» Task to complete
Reproduce the listing below word for word, every line of it.
-- begin --
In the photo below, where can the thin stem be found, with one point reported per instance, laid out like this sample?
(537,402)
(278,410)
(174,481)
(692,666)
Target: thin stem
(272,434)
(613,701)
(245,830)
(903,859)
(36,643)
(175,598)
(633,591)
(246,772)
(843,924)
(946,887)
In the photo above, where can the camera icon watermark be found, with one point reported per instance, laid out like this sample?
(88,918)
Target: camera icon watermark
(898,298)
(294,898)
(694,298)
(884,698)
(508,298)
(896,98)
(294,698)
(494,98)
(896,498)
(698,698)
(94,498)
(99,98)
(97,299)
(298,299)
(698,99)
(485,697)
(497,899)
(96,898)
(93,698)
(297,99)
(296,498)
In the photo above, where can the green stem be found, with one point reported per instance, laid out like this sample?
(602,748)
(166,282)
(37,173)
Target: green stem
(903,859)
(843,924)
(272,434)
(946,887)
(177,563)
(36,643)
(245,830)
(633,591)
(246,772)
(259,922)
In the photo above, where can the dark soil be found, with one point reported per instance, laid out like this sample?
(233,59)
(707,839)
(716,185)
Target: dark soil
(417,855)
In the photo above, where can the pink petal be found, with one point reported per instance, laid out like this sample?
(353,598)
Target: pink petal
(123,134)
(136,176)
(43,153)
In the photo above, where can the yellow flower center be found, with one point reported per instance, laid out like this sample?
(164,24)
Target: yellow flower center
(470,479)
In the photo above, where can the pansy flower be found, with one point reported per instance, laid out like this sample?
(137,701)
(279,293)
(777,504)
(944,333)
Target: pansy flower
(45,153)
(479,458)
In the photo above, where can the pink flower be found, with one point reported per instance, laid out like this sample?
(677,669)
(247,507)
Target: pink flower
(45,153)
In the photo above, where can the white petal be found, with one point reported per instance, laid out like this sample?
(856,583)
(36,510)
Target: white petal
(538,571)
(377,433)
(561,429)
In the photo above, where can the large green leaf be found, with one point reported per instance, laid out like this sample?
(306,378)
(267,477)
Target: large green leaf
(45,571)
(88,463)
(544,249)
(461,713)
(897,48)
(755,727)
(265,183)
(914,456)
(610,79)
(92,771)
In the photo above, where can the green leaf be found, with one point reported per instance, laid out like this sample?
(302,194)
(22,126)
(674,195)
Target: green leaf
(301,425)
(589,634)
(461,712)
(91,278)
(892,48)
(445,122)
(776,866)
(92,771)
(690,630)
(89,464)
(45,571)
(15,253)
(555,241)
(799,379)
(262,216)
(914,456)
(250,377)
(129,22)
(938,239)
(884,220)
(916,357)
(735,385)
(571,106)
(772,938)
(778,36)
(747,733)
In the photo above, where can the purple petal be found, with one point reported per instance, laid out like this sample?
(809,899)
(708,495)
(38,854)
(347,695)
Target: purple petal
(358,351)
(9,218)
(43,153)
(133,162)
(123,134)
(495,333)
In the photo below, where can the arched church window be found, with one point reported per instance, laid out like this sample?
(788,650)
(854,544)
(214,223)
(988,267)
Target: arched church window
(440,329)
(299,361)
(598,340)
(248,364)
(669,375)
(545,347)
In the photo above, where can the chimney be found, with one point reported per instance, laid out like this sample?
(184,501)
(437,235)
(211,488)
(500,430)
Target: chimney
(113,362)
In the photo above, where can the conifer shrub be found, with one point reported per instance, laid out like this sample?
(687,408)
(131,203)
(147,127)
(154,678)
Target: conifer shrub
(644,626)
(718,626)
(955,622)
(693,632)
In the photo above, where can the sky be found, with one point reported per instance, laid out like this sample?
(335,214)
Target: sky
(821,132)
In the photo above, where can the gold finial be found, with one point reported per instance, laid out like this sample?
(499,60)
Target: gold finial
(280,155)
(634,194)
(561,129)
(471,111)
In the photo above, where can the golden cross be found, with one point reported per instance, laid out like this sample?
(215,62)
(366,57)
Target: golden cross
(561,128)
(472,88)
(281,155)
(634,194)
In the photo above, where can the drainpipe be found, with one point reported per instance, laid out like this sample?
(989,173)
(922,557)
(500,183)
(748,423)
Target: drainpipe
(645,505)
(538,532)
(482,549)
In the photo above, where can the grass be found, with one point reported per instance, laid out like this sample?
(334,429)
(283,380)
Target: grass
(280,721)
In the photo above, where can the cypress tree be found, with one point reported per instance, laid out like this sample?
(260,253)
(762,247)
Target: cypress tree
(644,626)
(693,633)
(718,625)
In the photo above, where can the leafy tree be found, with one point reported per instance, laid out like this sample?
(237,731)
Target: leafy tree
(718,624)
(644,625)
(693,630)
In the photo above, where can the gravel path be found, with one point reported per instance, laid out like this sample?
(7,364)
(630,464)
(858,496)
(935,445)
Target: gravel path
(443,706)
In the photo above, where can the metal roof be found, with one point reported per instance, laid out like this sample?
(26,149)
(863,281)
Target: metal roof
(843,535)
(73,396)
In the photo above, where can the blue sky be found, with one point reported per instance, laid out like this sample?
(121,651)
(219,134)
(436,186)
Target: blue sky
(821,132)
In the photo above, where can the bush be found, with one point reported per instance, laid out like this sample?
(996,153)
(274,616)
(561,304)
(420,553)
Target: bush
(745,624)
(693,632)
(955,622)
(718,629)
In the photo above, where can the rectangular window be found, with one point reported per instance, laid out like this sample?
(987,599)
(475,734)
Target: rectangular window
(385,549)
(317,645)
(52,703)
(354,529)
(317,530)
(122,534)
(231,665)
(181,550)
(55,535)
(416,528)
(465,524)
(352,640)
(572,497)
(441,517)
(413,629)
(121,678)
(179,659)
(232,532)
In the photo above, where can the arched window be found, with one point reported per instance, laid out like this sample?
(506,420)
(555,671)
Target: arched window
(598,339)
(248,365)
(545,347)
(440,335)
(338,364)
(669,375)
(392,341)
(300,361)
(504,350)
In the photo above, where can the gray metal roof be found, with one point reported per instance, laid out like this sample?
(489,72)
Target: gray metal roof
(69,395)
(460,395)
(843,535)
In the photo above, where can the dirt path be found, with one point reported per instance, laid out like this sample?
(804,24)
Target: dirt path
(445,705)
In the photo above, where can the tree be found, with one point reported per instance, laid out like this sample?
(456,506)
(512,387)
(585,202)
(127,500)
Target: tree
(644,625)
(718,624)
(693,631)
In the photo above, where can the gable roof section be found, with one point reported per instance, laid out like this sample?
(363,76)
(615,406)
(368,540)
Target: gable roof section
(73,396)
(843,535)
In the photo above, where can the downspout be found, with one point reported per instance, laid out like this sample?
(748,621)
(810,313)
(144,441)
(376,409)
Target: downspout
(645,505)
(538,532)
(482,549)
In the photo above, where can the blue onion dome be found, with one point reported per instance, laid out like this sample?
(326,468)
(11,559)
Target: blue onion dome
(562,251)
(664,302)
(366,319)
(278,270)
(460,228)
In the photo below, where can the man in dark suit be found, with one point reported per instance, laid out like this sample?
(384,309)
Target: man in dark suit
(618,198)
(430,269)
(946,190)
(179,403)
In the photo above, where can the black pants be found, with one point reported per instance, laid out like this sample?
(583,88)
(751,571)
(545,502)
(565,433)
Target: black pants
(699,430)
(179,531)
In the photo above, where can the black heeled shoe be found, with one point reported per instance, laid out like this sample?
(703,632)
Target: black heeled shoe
-- end --
» Written answer
In the photo below, where can the thin stem be found, with one point reported per instance, laid out like this sample?
(537,402)
(278,410)
(174,481)
(692,666)
Target: thin stem
(272,434)
(613,701)
(245,830)
(903,859)
(36,643)
(175,598)
(633,591)
(246,772)
(843,924)
(946,887)
In the photo above, where can the camera icon watermark be found, with one point reported per instance, laid out like this sample?
(88,918)
Target: camera icon watermark
(898,298)
(294,898)
(694,298)
(884,698)
(508,298)
(896,98)
(294,698)
(494,98)
(896,498)
(698,698)
(94,498)
(99,98)
(97,299)
(298,299)
(698,99)
(485,697)
(497,899)
(96,898)
(93,698)
(297,99)
(296,498)
In the photo above, where can the green stem be found, with one point reported per instance, laid out like this sample?
(602,748)
(166,282)
(37,173)
Target: green stem
(903,859)
(843,924)
(272,434)
(946,887)
(177,563)
(36,643)
(245,830)
(633,591)
(246,772)
(259,922)
In the photo above, where can the dark soil be found, with one point reported per instance, laid out like this sample?
(233,59)
(707,839)
(716,185)
Target: dark soil
(417,855)
In the photo above, where can the pink petal be found, with one point reported per instance, laid out like this sample?
(353,598)
Target: pink petal
(123,134)
(136,176)
(43,153)
In the photo above, where can the yellow flower center be found, with one point reported per instance, laid out like this sample?
(164,24)
Target: yellow flower center
(470,479)
In the photo above, where can the pansy flower be found, with one point reported per instance, laid out like this sample?
(137,701)
(279,293)
(777,504)
(944,333)
Target: pansy flower
(45,153)
(479,458)
In the photo above, where can the pink flower be found, with one point reported per instance, laid out like this sample?
(677,669)
(247,507)
Target: pink flower
(45,153)
In the photo above, where can the white petal be found, with one point reported per instance, laid out like this sample?
(856,583)
(36,510)
Target: white petal
(538,571)
(377,433)
(561,429)
In the photo above, where can the large green leaf be found, with one point reported per instance, laid out like this sample?
(306,378)
(267,477)
Target: large green leaf
(45,571)
(88,463)
(544,249)
(461,713)
(897,48)
(755,727)
(265,183)
(914,456)
(610,79)
(92,771)
In the photo above, where can the green leaf be found, with one point reported per instance, laid out like this sample?
(302,194)
(22,126)
(674,195)
Target: green leaf
(301,425)
(589,634)
(461,712)
(91,278)
(892,48)
(445,122)
(776,866)
(92,771)
(690,630)
(89,464)
(45,571)
(15,253)
(555,241)
(799,379)
(262,216)
(914,456)
(250,377)
(129,22)
(938,239)
(884,220)
(916,357)
(735,385)
(571,106)
(772,938)
(778,36)
(747,733)
In the photo above, where can the purple petal be found, with one point reported per instance, laid out like this sample?
(809,899)
(708,495)
(38,854)
(347,695)
Target: purple petal
(358,351)
(9,218)
(43,153)
(133,162)
(123,134)
(495,333)
In the photo below, where can the arched church window be found, with one point reported per instance, laid out like this sample?
(788,650)
(854,544)
(214,223)
(988,267)
Target: arched church window
(440,329)
(299,361)
(598,340)
(248,364)
(669,375)
(545,347)
In the photo above, where can the chimney be found, with one point reported per instance, laid out like this sample?
(184,501)
(437,235)
(211,488)
(500,430)
Target: chimney
(113,362)
In the photo above, where can the conifer shrub be found, with one point reported per instance, laid out like this sample?
(687,408)
(131,203)
(147,127)
(154,678)
Target: conifer shrub
(644,626)
(718,626)
(955,622)
(693,632)
In the photo above, where can the sky be found, with one point reported per instance, laid out like this sample?
(335,214)
Target: sky
(821,132)
In the photo above, where can the gold finial be found, with one point reported per instance, laid out like this sample?
(499,60)
Target: gold finial
(280,155)
(634,194)
(561,129)
(471,111)
In the photo above, where can the golden cross be found, with one point reported per instance, laid out like this sample?
(215,62)
(366,57)
Target: golden cross
(561,128)
(472,88)
(281,155)
(634,194)
In the photo above, where can the drainpipe be found, with one point reported per instance, laid out like this sample?
(989,173)
(922,557)
(500,183)
(748,423)
Target: drainpipe
(645,505)
(538,532)
(482,549)
In the photo above, where can the grass be found, with one point reported per instance, laid out like this sample?
(334,429)
(283,380)
Target: grass
(280,721)
In the photo above, where can the cypress tree be found, with one point reported per instance, laid out like this sample?
(260,253)
(762,247)
Target: cypress tree
(644,626)
(693,633)
(718,625)
In the photo above, where can the leafy tree be found, with one point reported per instance, laid out like this sample?
(237,731)
Target: leafy tree
(718,624)
(644,625)
(693,630)
In the photo above, where can the gravel path be found, with one point reported per instance, laid out like this sample?
(7,364)
(630,464)
(858,496)
(935,445)
Target: gravel path
(443,706)
In the photo above, where can the metal roof be found, with one point reported per instance, laid out like this sample?
(26,149)
(863,281)
Target: metal roof
(843,535)
(73,396)
In the photo above, where can the blue sky be found, with one point reported per instance, laid out like this sample?
(121,651)
(219,134)
(436,186)
Target: blue sky
(821,132)
In the photo above, where can the bush be found, with one point reported per instance, laid out like this sample?
(996,153)
(274,616)
(561,304)
(420,553)
Target: bush
(745,624)
(693,632)
(955,622)
(718,629)
In the photo above, where can the rectangular window be found, with one point reported per instance, laid out like this sample?
(987,599)
(475,734)
Target: rectangular window
(385,549)
(317,645)
(52,703)
(354,529)
(317,530)
(122,534)
(231,665)
(181,550)
(55,535)
(416,528)
(465,524)
(352,640)
(572,497)
(441,517)
(413,629)
(121,678)
(179,659)
(232,532)
In the photo above, where can the arched window be found, with one point reported per instance, laid out like this sample?
(506,420)
(555,671)
Target: arched window
(598,339)
(248,365)
(545,347)
(440,335)
(338,364)
(669,375)
(392,341)
(300,361)
(504,350)
In the photo above, where can the gray metal roof be found, with one point reported per instance, laid out like this sample?
(489,72)
Target: gray metal roof
(69,395)
(460,395)
(843,535)
In the photo above, where can the dirt path be found, with one point reported per instance, laid out like this sample?
(804,24)
Target: dirt path
(445,705)
In the photo above, where can the tree be found, with one point reported per instance, laid out like this sample?
(456,506)
(512,387)
(585,202)
(127,500)
Target: tree
(644,625)
(718,624)
(693,631)
In the photo above, where can the gable roof section be found, with one point reported per instance, laid out like this sample?
(363,76)
(615,406)
(368,540)
Target: gable roof section
(73,396)
(843,535)
In the photo above, where can the downspout be found, with one point reported per instance, laid out like this sample?
(748,621)
(810,313)
(144,441)
(376,409)
Target: downspout
(645,505)
(538,532)
(482,549)
In the photo above, where can the blue onion dome be found, with one point reported per instance, laid out like this sample?
(326,468)
(11,559)
Target: blue onion dome
(562,251)
(664,302)
(366,319)
(278,270)
(460,228)
In the photo below, where can the man in dark suit be found, with one point reported per instance, laid out like this sample?
(384,309)
Target: man in dark suit
(618,198)
(430,269)
(946,190)
(179,403)
In the photo above, where can the black pants be found, with one point reported per instance, laid out like this sample?
(583,88)
(751,571)
(545,502)
(565,433)
Target: black pants
(699,430)
(179,531)
In the photo above, where can the black heeled shoe be found, with one point reported per instance, laid out like this sample?
(703,632)
Target: black heeled shoe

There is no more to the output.